* [Task directions]:
Copy out the complete listing, word for word.

__________

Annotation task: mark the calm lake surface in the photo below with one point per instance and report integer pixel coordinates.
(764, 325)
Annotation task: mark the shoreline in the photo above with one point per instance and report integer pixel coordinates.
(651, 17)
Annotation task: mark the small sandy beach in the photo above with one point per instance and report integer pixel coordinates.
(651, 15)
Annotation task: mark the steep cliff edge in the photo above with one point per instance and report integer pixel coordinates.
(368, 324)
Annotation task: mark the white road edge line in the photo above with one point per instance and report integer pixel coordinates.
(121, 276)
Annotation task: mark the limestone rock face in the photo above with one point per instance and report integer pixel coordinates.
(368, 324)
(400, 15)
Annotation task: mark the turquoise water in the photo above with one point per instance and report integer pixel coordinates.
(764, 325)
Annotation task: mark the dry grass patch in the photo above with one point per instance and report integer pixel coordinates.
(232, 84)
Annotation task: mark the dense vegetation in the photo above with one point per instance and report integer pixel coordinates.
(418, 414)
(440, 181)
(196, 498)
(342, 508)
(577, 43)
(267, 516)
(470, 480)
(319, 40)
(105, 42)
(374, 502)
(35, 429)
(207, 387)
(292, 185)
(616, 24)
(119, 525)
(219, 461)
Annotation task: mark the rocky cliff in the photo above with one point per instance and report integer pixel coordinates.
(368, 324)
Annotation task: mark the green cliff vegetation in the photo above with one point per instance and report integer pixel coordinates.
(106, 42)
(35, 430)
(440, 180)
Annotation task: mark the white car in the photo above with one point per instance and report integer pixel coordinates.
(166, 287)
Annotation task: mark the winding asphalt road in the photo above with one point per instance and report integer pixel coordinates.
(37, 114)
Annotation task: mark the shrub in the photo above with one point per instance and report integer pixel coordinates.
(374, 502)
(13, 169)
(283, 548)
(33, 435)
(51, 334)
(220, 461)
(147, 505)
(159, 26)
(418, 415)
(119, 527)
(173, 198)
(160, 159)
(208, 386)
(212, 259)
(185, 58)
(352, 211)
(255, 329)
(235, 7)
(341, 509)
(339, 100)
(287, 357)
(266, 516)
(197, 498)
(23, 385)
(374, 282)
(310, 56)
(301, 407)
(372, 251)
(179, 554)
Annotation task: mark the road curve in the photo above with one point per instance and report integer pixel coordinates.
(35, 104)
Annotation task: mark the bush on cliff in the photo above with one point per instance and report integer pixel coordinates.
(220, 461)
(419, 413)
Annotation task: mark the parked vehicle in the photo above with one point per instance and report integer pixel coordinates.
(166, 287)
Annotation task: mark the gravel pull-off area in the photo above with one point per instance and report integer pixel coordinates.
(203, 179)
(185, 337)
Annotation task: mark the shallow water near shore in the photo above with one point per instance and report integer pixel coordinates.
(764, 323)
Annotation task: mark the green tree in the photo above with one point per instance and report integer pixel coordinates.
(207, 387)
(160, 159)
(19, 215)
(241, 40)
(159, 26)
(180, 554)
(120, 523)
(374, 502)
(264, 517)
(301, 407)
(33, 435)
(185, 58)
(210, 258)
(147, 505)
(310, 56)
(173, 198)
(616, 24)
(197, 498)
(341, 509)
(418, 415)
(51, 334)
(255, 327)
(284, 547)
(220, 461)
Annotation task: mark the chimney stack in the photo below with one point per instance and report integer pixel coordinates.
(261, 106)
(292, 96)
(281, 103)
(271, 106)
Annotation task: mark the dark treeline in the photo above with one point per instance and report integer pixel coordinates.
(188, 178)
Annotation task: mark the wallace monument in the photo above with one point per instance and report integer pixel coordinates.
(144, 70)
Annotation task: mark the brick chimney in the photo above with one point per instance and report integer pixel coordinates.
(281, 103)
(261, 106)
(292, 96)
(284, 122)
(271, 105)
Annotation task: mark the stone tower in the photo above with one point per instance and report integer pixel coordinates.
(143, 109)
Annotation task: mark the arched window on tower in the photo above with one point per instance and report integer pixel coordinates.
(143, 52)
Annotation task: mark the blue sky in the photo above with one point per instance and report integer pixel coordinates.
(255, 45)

__________

* [Response]:
Annotation task: mark the calm lake surface in the photo below with one point per instance and report integer pixel coordinates.
(764, 325)
Annotation task: mark the shoreline in the photo above with one point per instance and report integer pixel coordinates.
(651, 17)
Annotation task: mark the small sandy beach in the photo above with one point per instance and report integer pixel coordinates.
(651, 15)
Annotation task: mark the steep cliff edge in the photo above with one point per instance and report integer pixel coordinates.
(368, 324)
Annotation task: mark the white road edge line in the photo above with one point per instance and report integer pixel coordinates.
(121, 276)
Annotation task: mark the limestone rock face in the photo above with one point per instance and report integer pixel coordinates.
(368, 324)
(400, 15)
Annotation task: mark the turquoise water in the photo above with one point per instance and report integer pixel coordinates.
(764, 325)
Annotation task: mark the dry grass patch in the photo above with one point per instance and report integer pixel coordinates.
(232, 84)
Annotation task: mark the dense vegetation in the photo above with one point per instance and report integer pixel coordinates.
(418, 414)
(440, 181)
(196, 498)
(342, 508)
(577, 43)
(267, 516)
(470, 480)
(319, 40)
(105, 42)
(374, 502)
(35, 429)
(207, 387)
(292, 185)
(616, 24)
(119, 525)
(219, 461)
Annotation task: mark the rocky cliff in the photo above with one point per instance and report integer pixel coordinates.
(368, 324)
Annotation task: mark the green cliff vegetation in the photo above with one point per instance and report integer pixel coordinates.
(106, 42)
(35, 430)
(440, 180)
Annotation task: mark the white car in the photo above with one point per instance and report integer pixel coordinates.
(166, 287)
Annotation task: mark the winding asphalt road in the photo above with one point per instance and report integer pixel coordinates.
(37, 114)
Annotation task: mark the shrub in the photo above with one point per instance and report integer pixel coordinates.
(374, 502)
(13, 169)
(283, 548)
(33, 435)
(51, 334)
(220, 461)
(147, 505)
(159, 26)
(418, 415)
(119, 527)
(173, 198)
(160, 159)
(208, 386)
(212, 259)
(185, 58)
(352, 211)
(255, 329)
(235, 7)
(341, 509)
(339, 100)
(287, 357)
(266, 516)
(197, 498)
(23, 385)
(374, 282)
(310, 56)
(301, 407)
(372, 251)
(179, 554)
Annotation task: mark the road curve in the photo above with one point per instance and report integer pixel coordinates.
(35, 104)
Annotation task: mark the bush on cliff in the photo above with one point per instance and report integer pixel coordinates.
(220, 461)
(419, 413)
Annotation task: mark the parked vehicle in the photo above with one point per instance and report integer pixel coordinates.
(166, 287)
Annotation task: mark the gravel pull-off area in the photo above with one point per instance and report integer pixel coordinates.
(203, 179)
(185, 337)
Annotation task: mark the shallow water near shore in the photo above with one point per instance and report integer pixel coordinates.
(764, 323)
Annotation task: mark the green tree in the photo above with one point per instance and report integer pixel coordinates.
(207, 387)
(160, 159)
(19, 215)
(241, 40)
(159, 26)
(180, 554)
(120, 523)
(374, 502)
(264, 517)
(301, 407)
(33, 435)
(185, 58)
(210, 258)
(147, 505)
(310, 56)
(173, 198)
(616, 24)
(197, 498)
(341, 509)
(418, 415)
(51, 334)
(255, 327)
(284, 547)
(220, 461)
Annotation task: mark the chimney stack in the photo below with one point per instance and report integer pixel coordinates.
(261, 106)
(292, 96)
(281, 103)
(271, 106)
Annotation task: mark the dark treeline in the photo above with one point per instance and report integer pixel coordinates.
(188, 178)
Annotation task: mark the wallace monument in the photo above with one point per instance and report integer pixel coordinates.
(144, 70)
Annotation task: mark the brick chimney in the photo above with one point per instance and report integer pixel coordinates.
(281, 103)
(261, 106)
(292, 96)
(284, 122)
(271, 105)
Annotation task: mark the stone tower in the photo above with one point per instance and report integer pixel coordinates.
(143, 109)
Annotation task: mark the arched window on tower in the photo above with one point per instance and report integer pixel coordinates.
(143, 52)
Annotation task: mark the blue sky in the photo above with one point per instance and report integer pixel coordinates.
(255, 45)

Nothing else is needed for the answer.